### WRITTEN REQUEST
Please transcribe the data below verbatim, from the line containing "of the **coffered" up to and including the line containing "137L75 135L71 137L71".

### INFORMATION SHOWN
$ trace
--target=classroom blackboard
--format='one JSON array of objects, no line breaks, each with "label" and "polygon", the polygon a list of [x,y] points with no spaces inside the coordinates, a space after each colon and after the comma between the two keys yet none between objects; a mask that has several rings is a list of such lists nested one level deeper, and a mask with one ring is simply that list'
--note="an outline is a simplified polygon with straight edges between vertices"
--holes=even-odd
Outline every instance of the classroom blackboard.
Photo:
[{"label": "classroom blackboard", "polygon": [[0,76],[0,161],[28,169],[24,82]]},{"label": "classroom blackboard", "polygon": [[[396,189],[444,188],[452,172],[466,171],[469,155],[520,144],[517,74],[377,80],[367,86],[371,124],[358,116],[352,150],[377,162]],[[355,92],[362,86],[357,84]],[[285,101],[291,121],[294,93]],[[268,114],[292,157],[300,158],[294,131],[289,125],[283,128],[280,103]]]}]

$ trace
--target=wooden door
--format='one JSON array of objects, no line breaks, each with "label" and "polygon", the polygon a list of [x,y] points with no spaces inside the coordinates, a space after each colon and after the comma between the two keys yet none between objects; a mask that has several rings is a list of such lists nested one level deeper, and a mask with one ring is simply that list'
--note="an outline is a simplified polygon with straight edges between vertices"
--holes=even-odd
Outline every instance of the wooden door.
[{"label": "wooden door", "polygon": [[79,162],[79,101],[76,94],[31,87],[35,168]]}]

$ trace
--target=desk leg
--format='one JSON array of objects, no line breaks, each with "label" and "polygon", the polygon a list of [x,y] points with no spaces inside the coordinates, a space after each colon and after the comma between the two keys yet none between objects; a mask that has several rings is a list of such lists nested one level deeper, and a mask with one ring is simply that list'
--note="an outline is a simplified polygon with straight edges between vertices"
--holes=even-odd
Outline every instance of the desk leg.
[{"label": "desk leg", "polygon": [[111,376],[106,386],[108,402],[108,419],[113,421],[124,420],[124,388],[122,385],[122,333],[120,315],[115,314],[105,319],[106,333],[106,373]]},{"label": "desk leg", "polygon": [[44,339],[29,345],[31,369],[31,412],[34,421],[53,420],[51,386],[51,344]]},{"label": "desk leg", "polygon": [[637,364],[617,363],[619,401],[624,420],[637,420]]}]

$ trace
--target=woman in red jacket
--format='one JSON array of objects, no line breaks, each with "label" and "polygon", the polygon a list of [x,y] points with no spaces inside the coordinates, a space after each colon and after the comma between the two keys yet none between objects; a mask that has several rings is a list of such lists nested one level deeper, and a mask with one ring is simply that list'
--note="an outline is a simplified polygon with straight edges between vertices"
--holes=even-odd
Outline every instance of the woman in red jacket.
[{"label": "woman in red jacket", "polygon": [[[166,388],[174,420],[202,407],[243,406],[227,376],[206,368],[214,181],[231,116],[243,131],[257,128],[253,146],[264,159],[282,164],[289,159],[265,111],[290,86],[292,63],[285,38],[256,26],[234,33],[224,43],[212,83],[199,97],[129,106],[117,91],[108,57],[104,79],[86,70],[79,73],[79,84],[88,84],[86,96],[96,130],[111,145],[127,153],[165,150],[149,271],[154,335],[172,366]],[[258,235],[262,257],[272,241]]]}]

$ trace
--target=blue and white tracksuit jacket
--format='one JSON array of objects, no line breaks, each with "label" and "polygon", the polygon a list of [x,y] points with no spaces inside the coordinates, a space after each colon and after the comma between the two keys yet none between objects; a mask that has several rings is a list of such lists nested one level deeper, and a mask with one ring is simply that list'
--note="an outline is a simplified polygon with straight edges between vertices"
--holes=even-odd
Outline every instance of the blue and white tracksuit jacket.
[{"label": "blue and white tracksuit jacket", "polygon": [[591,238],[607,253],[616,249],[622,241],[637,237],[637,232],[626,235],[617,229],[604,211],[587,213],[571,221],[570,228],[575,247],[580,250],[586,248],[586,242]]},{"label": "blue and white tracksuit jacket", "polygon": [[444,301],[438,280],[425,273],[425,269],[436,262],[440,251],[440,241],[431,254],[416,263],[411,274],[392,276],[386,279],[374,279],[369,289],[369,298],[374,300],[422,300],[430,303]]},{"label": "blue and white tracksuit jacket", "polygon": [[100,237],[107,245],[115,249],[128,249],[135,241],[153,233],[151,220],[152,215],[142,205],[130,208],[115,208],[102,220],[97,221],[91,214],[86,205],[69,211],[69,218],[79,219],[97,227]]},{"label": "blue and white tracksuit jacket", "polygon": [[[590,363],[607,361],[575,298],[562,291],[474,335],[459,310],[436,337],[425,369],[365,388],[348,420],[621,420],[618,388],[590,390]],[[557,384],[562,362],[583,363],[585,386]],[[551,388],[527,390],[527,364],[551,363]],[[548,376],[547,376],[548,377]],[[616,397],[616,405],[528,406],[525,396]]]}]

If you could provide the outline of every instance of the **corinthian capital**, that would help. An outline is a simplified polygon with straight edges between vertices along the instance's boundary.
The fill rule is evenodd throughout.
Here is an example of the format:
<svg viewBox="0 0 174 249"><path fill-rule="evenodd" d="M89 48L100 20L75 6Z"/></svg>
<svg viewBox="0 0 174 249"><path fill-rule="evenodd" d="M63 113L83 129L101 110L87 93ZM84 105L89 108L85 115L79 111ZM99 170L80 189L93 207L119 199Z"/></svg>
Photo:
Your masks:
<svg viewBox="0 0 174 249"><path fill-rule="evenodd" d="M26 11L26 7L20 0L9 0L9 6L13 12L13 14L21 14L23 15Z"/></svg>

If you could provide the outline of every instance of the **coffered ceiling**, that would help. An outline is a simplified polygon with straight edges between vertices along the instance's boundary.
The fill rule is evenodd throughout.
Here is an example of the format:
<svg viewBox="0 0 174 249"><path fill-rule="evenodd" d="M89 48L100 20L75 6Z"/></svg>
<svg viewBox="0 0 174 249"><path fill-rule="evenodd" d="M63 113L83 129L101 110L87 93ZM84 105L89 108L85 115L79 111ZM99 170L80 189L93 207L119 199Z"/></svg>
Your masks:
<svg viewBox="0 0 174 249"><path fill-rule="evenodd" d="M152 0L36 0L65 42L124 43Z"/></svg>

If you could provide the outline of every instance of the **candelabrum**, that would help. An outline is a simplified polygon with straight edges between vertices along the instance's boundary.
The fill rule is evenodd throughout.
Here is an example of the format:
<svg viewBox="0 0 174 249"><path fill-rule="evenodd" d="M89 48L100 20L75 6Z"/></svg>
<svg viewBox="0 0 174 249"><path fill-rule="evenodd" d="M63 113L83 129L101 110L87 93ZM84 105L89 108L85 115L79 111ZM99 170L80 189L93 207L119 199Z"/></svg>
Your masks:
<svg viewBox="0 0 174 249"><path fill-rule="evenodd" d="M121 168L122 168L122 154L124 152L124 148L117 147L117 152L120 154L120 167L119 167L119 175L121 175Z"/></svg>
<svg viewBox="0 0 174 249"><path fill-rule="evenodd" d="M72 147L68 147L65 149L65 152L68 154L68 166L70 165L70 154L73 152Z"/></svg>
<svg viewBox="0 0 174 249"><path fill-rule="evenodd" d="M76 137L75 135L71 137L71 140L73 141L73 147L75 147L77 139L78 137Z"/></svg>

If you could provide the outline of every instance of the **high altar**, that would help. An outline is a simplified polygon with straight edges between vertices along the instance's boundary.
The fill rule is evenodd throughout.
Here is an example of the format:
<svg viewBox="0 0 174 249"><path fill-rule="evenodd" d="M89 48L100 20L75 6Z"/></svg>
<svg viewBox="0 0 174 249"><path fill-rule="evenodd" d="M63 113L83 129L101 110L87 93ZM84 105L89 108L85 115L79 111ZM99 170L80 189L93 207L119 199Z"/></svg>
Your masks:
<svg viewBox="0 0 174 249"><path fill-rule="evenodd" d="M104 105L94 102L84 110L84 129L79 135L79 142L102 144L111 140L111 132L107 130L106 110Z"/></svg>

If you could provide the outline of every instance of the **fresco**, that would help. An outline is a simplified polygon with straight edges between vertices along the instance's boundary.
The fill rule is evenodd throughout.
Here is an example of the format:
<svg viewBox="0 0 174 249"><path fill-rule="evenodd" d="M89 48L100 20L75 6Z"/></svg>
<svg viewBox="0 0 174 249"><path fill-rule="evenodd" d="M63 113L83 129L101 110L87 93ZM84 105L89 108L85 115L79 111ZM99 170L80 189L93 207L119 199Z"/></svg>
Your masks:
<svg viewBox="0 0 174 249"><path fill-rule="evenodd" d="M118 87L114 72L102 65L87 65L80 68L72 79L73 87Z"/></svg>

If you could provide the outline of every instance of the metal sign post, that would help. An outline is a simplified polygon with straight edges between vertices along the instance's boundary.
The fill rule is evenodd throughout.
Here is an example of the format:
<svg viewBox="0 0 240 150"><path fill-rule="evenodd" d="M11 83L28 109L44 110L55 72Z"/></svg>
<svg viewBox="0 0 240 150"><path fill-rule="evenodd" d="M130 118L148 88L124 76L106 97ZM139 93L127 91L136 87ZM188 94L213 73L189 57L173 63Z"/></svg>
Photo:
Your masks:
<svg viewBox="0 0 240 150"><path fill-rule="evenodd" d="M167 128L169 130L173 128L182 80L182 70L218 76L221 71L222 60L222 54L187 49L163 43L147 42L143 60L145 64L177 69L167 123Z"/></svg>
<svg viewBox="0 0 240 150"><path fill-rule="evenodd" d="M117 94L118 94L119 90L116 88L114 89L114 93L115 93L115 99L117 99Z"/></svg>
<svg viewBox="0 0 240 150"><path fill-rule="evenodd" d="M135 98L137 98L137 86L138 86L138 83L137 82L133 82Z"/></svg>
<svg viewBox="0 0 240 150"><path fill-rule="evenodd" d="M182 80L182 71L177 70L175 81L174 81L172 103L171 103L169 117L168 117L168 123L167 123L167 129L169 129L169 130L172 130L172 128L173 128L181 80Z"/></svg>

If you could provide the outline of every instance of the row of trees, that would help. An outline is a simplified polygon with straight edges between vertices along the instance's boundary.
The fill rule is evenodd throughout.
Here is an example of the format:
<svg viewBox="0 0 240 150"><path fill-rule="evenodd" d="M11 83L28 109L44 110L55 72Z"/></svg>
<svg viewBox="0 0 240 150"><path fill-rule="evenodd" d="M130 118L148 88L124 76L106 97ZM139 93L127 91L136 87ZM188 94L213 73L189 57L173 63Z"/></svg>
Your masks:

### ANSWER TO THE PROBLEM
If you could provide the outline of every instance of the **coffered ceiling**, that would help. An outline is a simplified polygon with straight edges between vertices along the instance's boundary.
The fill rule is evenodd throughout.
Here is an example of the format:
<svg viewBox="0 0 174 249"><path fill-rule="evenodd" d="M89 48L100 20L75 6Z"/></svg>
<svg viewBox="0 0 174 249"><path fill-rule="evenodd" d="M63 113L83 129L101 110L87 93ZM84 105L89 108L85 115L79 111ZM99 170L80 189L93 207L119 199Z"/></svg>
Your masks:
<svg viewBox="0 0 174 249"><path fill-rule="evenodd" d="M152 0L36 0L65 42L124 43Z"/></svg>

If you could provide the outline of every instance of the **candelabrum**, that would help. An outline is a simplified polygon with straight edges between vertices along the instance's boundary.
The fill rule is evenodd throughout.
Here is an example of the format:
<svg viewBox="0 0 174 249"><path fill-rule="evenodd" d="M89 48L100 20L75 6Z"/></svg>
<svg viewBox="0 0 174 249"><path fill-rule="evenodd" d="M63 113L83 129L101 110L87 93ZM84 105L89 108L85 115L79 111ZM99 170L80 189L93 207L119 199Z"/></svg>
Your masks:
<svg viewBox="0 0 174 249"><path fill-rule="evenodd" d="M121 168L122 168L122 154L124 152L124 148L117 147L117 152L120 154L120 167L119 167L119 175L121 175Z"/></svg>
<svg viewBox="0 0 174 249"><path fill-rule="evenodd" d="M72 147L68 147L65 149L65 152L68 154L68 166L70 165L70 154L73 152Z"/></svg>
<svg viewBox="0 0 174 249"><path fill-rule="evenodd" d="M76 137L75 135L71 137L71 140L73 141L73 147L75 147L77 139L78 137Z"/></svg>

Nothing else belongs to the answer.